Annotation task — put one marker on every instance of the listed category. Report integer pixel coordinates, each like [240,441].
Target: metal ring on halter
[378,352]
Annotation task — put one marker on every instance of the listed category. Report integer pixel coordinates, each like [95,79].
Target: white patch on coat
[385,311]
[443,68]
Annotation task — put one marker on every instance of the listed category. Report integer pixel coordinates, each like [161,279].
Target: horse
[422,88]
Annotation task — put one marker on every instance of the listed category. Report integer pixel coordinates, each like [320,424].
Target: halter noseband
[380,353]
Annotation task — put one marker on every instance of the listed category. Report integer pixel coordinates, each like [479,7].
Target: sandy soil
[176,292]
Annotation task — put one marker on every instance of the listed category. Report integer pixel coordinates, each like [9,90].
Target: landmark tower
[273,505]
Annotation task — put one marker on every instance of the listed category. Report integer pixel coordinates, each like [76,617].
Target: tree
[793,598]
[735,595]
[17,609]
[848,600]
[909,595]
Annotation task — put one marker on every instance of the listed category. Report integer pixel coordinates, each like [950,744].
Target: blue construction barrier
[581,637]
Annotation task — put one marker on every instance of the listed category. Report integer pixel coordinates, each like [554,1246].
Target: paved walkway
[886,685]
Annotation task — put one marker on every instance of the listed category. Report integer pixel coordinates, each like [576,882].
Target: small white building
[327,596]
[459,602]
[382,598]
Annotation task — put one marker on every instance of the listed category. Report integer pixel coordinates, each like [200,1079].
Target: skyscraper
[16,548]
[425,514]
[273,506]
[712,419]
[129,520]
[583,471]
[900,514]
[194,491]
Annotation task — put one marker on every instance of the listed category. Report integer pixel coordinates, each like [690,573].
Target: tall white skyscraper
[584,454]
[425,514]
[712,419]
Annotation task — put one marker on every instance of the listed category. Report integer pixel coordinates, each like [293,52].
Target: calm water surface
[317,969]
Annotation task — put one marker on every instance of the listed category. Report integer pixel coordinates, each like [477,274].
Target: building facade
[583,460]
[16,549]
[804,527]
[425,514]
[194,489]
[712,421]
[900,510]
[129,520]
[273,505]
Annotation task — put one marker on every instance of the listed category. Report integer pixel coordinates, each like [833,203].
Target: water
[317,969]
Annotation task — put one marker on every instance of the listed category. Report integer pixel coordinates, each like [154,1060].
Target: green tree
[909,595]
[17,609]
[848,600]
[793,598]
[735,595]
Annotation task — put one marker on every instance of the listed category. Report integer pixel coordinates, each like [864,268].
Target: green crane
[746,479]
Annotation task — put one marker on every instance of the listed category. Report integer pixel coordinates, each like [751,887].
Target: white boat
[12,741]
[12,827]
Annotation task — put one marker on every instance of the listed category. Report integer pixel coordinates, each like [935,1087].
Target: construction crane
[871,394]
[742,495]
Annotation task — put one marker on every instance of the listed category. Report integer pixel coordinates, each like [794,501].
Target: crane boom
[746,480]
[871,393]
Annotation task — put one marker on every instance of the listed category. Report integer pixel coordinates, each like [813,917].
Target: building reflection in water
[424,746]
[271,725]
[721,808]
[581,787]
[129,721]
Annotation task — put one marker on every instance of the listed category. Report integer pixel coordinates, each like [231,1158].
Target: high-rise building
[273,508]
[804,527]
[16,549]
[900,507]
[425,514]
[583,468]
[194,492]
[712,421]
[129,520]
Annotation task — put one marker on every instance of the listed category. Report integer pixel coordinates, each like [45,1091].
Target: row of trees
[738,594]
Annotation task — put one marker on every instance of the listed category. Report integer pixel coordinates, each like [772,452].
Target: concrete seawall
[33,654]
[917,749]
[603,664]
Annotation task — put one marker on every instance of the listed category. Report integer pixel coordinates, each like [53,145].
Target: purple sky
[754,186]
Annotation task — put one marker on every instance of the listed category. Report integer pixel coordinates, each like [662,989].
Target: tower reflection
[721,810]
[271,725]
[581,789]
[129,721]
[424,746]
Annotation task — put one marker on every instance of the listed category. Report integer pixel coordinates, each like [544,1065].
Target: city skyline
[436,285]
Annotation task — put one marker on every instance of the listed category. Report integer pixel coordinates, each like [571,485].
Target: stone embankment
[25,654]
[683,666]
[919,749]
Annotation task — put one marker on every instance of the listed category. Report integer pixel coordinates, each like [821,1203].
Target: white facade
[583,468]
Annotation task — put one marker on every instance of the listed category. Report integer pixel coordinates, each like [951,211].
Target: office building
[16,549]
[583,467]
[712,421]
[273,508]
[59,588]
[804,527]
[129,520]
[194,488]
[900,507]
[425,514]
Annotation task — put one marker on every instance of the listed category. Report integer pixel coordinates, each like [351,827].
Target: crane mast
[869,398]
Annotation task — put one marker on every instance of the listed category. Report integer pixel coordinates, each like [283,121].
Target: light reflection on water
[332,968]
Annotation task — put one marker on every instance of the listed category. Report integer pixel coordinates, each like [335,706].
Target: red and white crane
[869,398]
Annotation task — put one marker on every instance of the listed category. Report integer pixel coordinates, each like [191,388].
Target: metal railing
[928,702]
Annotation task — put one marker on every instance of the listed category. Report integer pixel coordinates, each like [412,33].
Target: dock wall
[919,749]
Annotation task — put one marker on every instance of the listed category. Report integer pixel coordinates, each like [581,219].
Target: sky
━━━━━━━━━━━━━━━━━━━━━━━━━━━━━━
Task directions
Reproduce every line of the listing above word for word, leaving nothing out and changing nothing.

Full answer
Annotation task — put one marker on every instance of the listed category. Report integer pixel coordinates, each like [240,441].
Target: metal ring on halter
[378,352]
Annotation task — put one marker on every instance of the listed category. Report integer pixel coordinates, each like [95,79].
Target: white patch on coat
[385,311]
[443,68]
Annotation task — put one marker on every instance of the listed category. Report integer pixel coordinates, each like [161,279].
Target: horse
[422,88]
Annotation task — put one marker on every instance of the listed category. Report integer pixel coordinates, each like [320,424].
Target: halter noseband
[380,353]
Annotation task — put one marker on every instance of the listed category. Report integer pixel coordinates, each like [479,7].
Target: sandy soil
[176,292]
Annotation task — put one marker on every instance of the listed category. Report integer pixel coordinates, each like [9,90].
Target: landmark tower
[273,505]
Annotation task — put one marker on every instance of the listed category. Report integer pixel coordinates, each like [76,617].
Target: tree
[793,598]
[735,595]
[17,609]
[848,600]
[909,595]
Annotation task — put one marker on every instance of the listed category. Report integer pixel coordinates, each like [950,744].
Target: blue construction barrier
[581,637]
Annotation task — put one marker on every instance of the listed category. Report integer pixel coordinates, each like [554,1246].
Target: paved walkway
[886,685]
Annotation task — put one marker on every instance of the listed category. Report integer pixel coordinates, each like [576,882].
Target: small white building
[327,596]
[459,602]
[382,598]
Annotation task — put one marker on every instance of the listed category. Report integer pixel coordinates, each like [200,1079].
Target: skyscraper
[16,548]
[425,514]
[273,506]
[712,419]
[129,520]
[583,471]
[900,514]
[194,491]
Annotation task — put one marker on every instance of the listed category. Report integer pixel coordinates, each like [690,573].
Target: tall white skyscraper
[584,454]
[425,514]
[712,419]
Annotation task — put one marker on every instance of the listed category. Report integer pixel coordinates, each like [293,52].
Target: calm water surface
[317,969]
Annotation task — put one marker on every instance of the listed category. Report integer pixel coordinates, each like [477,274].
Target: building facade
[583,460]
[16,549]
[804,527]
[425,514]
[194,489]
[712,421]
[900,510]
[129,520]
[273,505]
Annotation task — put one marker on every instance of the listed category. Report integer pixel coordinates, each like [833,203].
Target: water
[317,969]
Annotation task — put one marker on every instance of the listed category. Report integer pixel coordinates, each like [154,1060].
Target: green tree
[909,595]
[17,609]
[848,600]
[793,598]
[735,595]
Annotation task — put one marker on every instance of the listed category. Report integer pixel coordinates, each like [864,268].
Target: green crane
[746,479]
Annotation task — put one marker on every instance of the listed category. Report integer pixel coordinates, each like [751,887].
Target: white boat
[12,741]
[12,827]
Annotation task — put one marker on every instance of the listed category. Report integer pixel coordinates, each like [935,1087].
Target: construction crane
[871,394]
[742,495]
Annotation task — put one marker on every instance of the listed category. Report integer pixel coordinates, each like [794,501].
Target: crane boom
[746,480]
[871,393]
Annotation task — put one marker on every instance of the listed category. Report integer pixel coordinates, each like [813,917].
Target: building reflection in water
[424,746]
[271,725]
[721,808]
[581,787]
[129,721]
Annotation task — put one marker on every instance of the listed category. Report integer pixel coordinates, each like [231,1158].
Target: high-rise building
[273,508]
[804,527]
[16,549]
[900,507]
[425,514]
[583,468]
[194,492]
[712,421]
[129,520]
Annotation task — put one marker on every instance of the listed category. Report integer pixel coordinates, each like [45,1091].
Target: row of trees
[738,594]
Annotation task — put one marker on every instance of the listed category. Report integer pixel coordinates, each like [772,452].
Target: concrete seawall
[33,654]
[917,749]
[603,664]
Annotation task — put one marker on every instance of the listed category. Report integer pixel coordinates, each like [53,145].
Target: purple sky
[754,186]
Annotation task — put one marker on every instance of the listed category. Report integer pixel coordinates, each like [662,989].
Target: tower reflection
[721,810]
[271,725]
[581,789]
[129,721]
[424,746]
Annotation task — put one marker on every instance of the listed category. Report integer pixel coordinates, each like [544,1065].
Target: city skyline
[436,285]
Annotation task — put one marker on every instance of the listed category. Report integer pixel coordinates, each like [571,485].
Target: stone embankment
[25,654]
[683,666]
[919,749]
Annotation task — put one marker on every instance of the listed category. Report integer pixel coordinates, each like [821,1203].
Target: white facade
[583,468]
Annotation task — put one marker on every instance of the listed category. Report integer pixel coordinates, each like [951,211].
Target: office building
[16,549]
[583,467]
[712,421]
[273,508]
[59,588]
[804,527]
[129,520]
[194,488]
[900,507]
[425,514]
Annotation task — put one marker on every instance of the listed category. Report integer pixel coordinates, each like [351,827].
Target: crane mast
[869,398]
Annotation task — put one marker on every instance of the listed category. Report integer pixel coordinates, each like [283,121].
Target: light reflection on water
[332,968]
Annotation task — put one marker on every instance of the listed category. Report integer pixel coordinates, each like [335,706].
Target: red and white crane
[869,398]
Annotation task — put one marker on every instance of the listed category. Report integer pixel coordinates, each like [191,388].
Target: metal railing
[928,702]
Annotation task — put one marker on every instance of the listed category. Report integer pixel coordinates, each like [412,33].
Target: dock wall
[919,749]
Annotation task — put one marker on every instance of the listed category. Report integer pixel coordinates, each like [581,219].
Target: sky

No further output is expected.